**ORDEN DE TRABAJO**
Copie textualmente el pasaje del fragmento sobre el suelo vivo que se abre con las palabras "La conceptualización del" y se cierra con "sociales y ambientales.".

━━━━━ FRAGMENTO SELECCIONADO ━━━━━

La conceptualización del suelo a través del tiempo se construye y deconstruye en una dinámica permanente, especialmente cuando se concibe como espacio vivo y multifuncional. La investigación y el conocimiento científico hacen aportes invaluables a la comprensión teórico-práctica de lo que sucede cotidianamente en el quehacer de nuestros agricultores en todo el mundo, especialmente de aquellos que se han empeñado en producir los alimentos sanos, limpios, amigables con el ambiente, sin acudir a los insumos de síntesis petroquímica y dentro de principios de justicia social y visión de futuro para las nuevas generaciones. Para ellos, el suelo es aliado indispensable y su componente microbiano, incluida la micorriza arbuscular (MA), fundamental en los procesos de producción sostenible desde perspectivas económicas, sociales y ambientales.
En la concepción de suelo vivo, el material parental evolucionado en minerales primarios y secundarios es pilar sobre el cual las condiciones ambientales y bióticas transforman las rocas en partículas como arenas de diferente grosor, limos y arcillas (éstas últimas con tamaños nanométricos) y arreglo organizado de láminas de aluminio y sílice superpuestas, que le confieren cualidades a estas partículas, como alta superficie específica, capacidad de intercambio catiónico, de acomplejarse con la materia orgánica, entre otros (Foth, 1990, pp. 152-151; Sánchez de Prager, 2018, pp. 71-72). Estas arcillas, unidas a la acción de la biota del suelo (especialmente el microbioma) y de la materia orgánica (viva y no viva), se integran con los componentes minerales inorgánicos para dar origen al suelo vivo.

━━━━━ CONTENIDO DE DATOS ━━━━━

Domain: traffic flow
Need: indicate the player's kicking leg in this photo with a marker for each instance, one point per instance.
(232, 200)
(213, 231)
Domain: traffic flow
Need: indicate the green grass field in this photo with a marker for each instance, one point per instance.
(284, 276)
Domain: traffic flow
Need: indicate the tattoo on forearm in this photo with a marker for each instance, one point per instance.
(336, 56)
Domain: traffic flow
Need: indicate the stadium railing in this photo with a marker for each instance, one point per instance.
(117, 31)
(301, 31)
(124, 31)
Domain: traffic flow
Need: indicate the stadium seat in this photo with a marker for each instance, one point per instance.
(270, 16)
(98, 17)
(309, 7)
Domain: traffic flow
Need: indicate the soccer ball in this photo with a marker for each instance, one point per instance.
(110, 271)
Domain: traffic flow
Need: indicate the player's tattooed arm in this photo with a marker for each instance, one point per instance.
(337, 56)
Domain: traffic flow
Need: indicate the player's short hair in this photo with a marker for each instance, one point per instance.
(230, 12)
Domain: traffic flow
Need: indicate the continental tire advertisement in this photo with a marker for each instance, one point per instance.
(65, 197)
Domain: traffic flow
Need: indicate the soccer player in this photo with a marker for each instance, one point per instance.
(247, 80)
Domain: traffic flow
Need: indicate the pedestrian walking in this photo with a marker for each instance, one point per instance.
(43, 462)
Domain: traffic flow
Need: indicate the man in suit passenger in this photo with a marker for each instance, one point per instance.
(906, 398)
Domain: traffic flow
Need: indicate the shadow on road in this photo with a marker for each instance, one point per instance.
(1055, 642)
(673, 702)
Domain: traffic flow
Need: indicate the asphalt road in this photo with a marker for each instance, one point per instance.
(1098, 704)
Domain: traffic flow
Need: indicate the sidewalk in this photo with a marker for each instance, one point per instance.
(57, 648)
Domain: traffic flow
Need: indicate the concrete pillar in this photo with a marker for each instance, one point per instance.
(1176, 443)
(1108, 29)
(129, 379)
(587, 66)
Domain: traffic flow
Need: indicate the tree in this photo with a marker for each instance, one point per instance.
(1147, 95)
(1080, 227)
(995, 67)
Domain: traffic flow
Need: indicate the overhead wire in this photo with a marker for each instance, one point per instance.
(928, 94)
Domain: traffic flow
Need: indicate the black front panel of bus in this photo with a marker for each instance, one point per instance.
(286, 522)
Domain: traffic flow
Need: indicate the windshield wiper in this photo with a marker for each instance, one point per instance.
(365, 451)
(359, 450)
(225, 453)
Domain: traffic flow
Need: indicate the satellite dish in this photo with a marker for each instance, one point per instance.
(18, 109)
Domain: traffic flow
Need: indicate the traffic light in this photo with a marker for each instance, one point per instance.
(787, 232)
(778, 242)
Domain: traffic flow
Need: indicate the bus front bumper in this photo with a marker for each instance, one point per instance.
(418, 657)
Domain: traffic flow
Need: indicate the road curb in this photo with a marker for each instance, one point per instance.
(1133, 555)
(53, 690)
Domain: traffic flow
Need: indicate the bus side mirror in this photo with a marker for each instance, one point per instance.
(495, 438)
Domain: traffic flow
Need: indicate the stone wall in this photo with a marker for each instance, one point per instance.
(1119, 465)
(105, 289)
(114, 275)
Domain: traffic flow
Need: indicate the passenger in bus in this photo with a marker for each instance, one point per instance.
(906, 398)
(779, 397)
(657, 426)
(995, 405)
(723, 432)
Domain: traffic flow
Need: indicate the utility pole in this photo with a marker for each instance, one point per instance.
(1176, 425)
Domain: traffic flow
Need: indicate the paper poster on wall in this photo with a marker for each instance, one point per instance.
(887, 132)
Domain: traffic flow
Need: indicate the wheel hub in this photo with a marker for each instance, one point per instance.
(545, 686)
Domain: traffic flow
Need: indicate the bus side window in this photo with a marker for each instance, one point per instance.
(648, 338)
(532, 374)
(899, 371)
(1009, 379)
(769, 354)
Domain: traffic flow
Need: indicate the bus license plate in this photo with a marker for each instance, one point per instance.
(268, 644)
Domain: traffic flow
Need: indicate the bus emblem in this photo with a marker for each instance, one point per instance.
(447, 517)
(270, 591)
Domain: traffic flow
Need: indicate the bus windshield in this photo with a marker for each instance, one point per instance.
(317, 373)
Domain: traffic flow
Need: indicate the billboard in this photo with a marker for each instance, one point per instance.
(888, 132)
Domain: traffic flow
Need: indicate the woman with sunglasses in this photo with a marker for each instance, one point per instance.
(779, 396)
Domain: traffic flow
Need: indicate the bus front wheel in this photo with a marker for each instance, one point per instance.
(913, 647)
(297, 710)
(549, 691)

━━━━━

**SU SOLUCIÓN**
La conceptualización del suelo a través del tiempo se construye y deconstruye en una dinámica permanente, especialmente cuando se concibe como espacio vivo y multifuncional. La investigación y el conocimiento científico hacen aportes invaluables a la comprensión teórico-práctica de lo que sucede cotidianamente en el quehacer de nuestros agricultores en todo el mundo, especialmente de aquellos que se han empeñado en producir los alimentos sanos, limpios, amigables con el ambiente, sin acudir a los insumos de síntesis petroquímica y dentro de principios de justicia social y visión de futuro para las nuevas generaciones. Para ellos, el suelo es aliado indispensable y su componente microbiano, incluida la micorriza arbuscular (MA), fundamental en los procesos de producción sostenible desde perspectivas económicas, sociales y ambientales.